### What you will do
Word for word, copy the line containing "Where can you spot the wooden" and each line after it in the records below, ending with the last line.

### Information shown
^^^^

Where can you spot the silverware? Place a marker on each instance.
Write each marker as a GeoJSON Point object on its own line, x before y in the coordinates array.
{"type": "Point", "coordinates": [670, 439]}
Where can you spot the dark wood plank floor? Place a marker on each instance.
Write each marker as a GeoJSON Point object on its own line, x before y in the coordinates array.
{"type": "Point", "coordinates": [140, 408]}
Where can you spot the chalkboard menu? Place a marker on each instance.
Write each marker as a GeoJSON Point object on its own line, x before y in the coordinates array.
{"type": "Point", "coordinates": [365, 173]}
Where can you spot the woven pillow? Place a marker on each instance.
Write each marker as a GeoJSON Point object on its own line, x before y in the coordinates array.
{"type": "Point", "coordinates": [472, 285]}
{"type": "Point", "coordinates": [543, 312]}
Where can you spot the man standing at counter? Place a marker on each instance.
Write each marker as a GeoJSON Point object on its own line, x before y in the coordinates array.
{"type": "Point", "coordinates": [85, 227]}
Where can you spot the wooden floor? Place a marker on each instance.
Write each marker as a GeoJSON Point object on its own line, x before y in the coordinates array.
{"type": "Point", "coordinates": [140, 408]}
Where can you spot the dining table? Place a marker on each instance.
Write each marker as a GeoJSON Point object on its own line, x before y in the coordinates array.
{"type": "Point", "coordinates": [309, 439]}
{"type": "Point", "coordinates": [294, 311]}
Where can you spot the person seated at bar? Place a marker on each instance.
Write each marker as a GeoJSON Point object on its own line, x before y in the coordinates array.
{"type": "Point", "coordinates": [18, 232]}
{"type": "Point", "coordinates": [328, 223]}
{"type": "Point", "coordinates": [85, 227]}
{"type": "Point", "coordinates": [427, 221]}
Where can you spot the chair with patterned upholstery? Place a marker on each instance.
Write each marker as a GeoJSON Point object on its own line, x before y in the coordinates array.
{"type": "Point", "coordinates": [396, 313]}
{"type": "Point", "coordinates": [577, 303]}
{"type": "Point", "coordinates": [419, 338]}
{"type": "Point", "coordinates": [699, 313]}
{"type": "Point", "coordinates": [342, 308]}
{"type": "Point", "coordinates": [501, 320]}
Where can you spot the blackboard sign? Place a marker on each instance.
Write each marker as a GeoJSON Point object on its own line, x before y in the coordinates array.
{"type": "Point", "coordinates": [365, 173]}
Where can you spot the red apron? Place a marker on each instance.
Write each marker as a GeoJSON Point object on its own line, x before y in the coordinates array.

^^^^

### Output of the exercise
Where can you spot the wooden floor? Place a marker on each instance.
Write each marker as a GeoJSON Point object on its own line, x before y in the coordinates array.
{"type": "Point", "coordinates": [140, 408]}
Where can you spot the dining table? Place a marker on each instance.
Write each marker as a GeoJSON Point object on its own line, x before y in the coordinates array.
{"type": "Point", "coordinates": [309, 439]}
{"type": "Point", "coordinates": [294, 311]}
Where can you spot the person seated at bar? Place a marker on each instance.
Write each marker as a GeoJSON Point object on its own line, x before y in the coordinates array.
{"type": "Point", "coordinates": [18, 232]}
{"type": "Point", "coordinates": [328, 223]}
{"type": "Point", "coordinates": [85, 227]}
{"type": "Point", "coordinates": [427, 221]}
Where can you spot the chair with patterned upholstery? Place a marker on each instance.
Write each marker as a GeoJSON Point object on its own line, x before y in the coordinates array.
{"type": "Point", "coordinates": [396, 313]}
{"type": "Point", "coordinates": [577, 303]}
{"type": "Point", "coordinates": [419, 338]}
{"type": "Point", "coordinates": [699, 313]}
{"type": "Point", "coordinates": [342, 308]}
{"type": "Point", "coordinates": [501, 320]}
Where can you spot the blackboard sign? Place a marker on each instance.
Write each marker as a GeoJSON Point object on its own line, x before y in the coordinates array.
{"type": "Point", "coordinates": [365, 173]}
Where can you spot the red apron? Place a marker on each instance.
Write each marker as a GeoJSON Point object on its own line, x before y in the coordinates array.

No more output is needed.